§ SET PROBLEM: Render each line of the items below as a row in a Markdown table with the columns No. and Line, numbering the rows and omitting any blank lines.

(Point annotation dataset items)
.....

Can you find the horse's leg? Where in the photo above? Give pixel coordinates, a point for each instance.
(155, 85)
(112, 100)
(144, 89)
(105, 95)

.....

§ WRITTEN ANSWER:
| No. | Line |
|---|---|
| 1 | Can you find the horse's leg? Where in the photo above? Give pixel coordinates, a point for each instance. |
| 2 | (155, 85) |
| 3 | (112, 100) |
| 4 | (144, 89) |
| 5 | (105, 95) |